Selected excerpt ::
* * * * * * *

B. C. Meale's Pty Ltd v Construction, Forestry, Mining and Energy Union
[2010] FWA 8584
•8 NOVEMBER 2010
[2010] FWA 8584 |
|
DECISION |
Fair Work Act 2009
s.320 - Application to vary a transferable instrument - an agreement
B. C. Meale's Pty Ltd
v
Construction, Forestry, Mining and Energy Union
(AG2010/18175)
Building, metal and civil construction industries | |
SENIOR DEPUTY PRESIDENT RICHARDS | BRISBANE, 8 NOVEMBER 2010 |
Summary: whether transferrable instrument can be varied in a transfer of business to reduce pay rates and allowances.
[1] This application under s.320 of the Fair Work Act 2009 (“the Act”) concerns the variation of a transferable instrument (in this case, the applicable enterprise agreement). The terms of s.320 of the Act are set out later in this decision. I issued a provisional decision, which scoped the relevant issues and was intended to be of assistance to the parties, on 18 October 2010 [2010 FWA 7964] (“the earlier decision”).
[2] The transferable instrument in question is the Brisbane Concrete Pumping Meal’s Pty Ltd CFMEU Collective Agreement 2009-2011, which was certified by FWA in November 2009. The nominal expiry date of the agreement is 31 March 2011.
[3] Having set out in the earlier decision some of the issues that were important to the issue of construction that was in contest, I invited the Applicant, B.C. Meale’s Pty Ltd (“BCM”), which is the new employer for the Act’s purposes, to review whether it wished to press the matter. The Applicant elected to do so on 26 October 2010 and the matter subsequently was bought on for hearing on 3 November 2010. The Construction, Forestry, Mining and Energy Union (“CFMEU”) is covered by the transferable instrument to which the employer and the transferring employees are a party to. The CFMEU opposed the application.
[4] The application before me seeks to vary the transferable instrument, an enterprise agreement that is to transfer along with the transferring employees upon the transfer of business within the relevant corporate structure. That is, Brisbane Concrete Pumping Meale’s Ltd (“BCPM”) seeks to transfer a component of its business (the mobile concrete pumping business) to BCM, which proposes to conduct a new business in the field of mobile concrete pumping.
[5] Both BCM and BCPM are related corporate entities within the Brisbane Concrete Pumping Group of companies (“BCPG”).
[6] The variation to the transferable instrument that is sought concerns a reduction in the wages and the allowances of the transferring employees below those that currently exist so that transferrable instrument but, it is submitted, in excess of the applicable Modern Award. The applicable Modern Award is the Building and Construction General On-Site Award 2010. It was also put to me as submission that the transferrable employees would also enjoy continuity of service, in all respects.

* * * * * * *

Listed records ::
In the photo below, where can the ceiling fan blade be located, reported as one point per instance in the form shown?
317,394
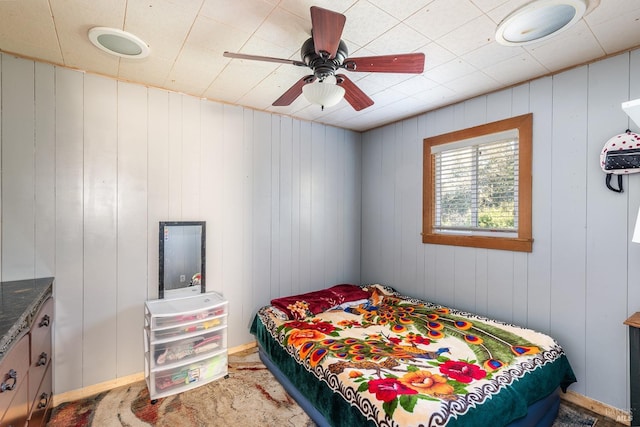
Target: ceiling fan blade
263,58
353,94
326,30
401,63
293,92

* * * * * * *

Written instruction ::
Determine whether each of the following statements agrees with the decision above, answering yes or no for each and quoting the exact words of the decision that settle it.
1. The Applicant decided not to press the matter after the earlier decision.
2. The CFMEU opposed the application.
3. The applicable Modern Award is the Building and Construction General On-Site Award 2010.

Solution ::
1. No: "The Applicant elected to do so on 26 October 2010"
2. Yes: "The CFMEU opposed the application."
3. Yes: "The applicable Modern Award is the Building and Construction General On-Site Award 2010."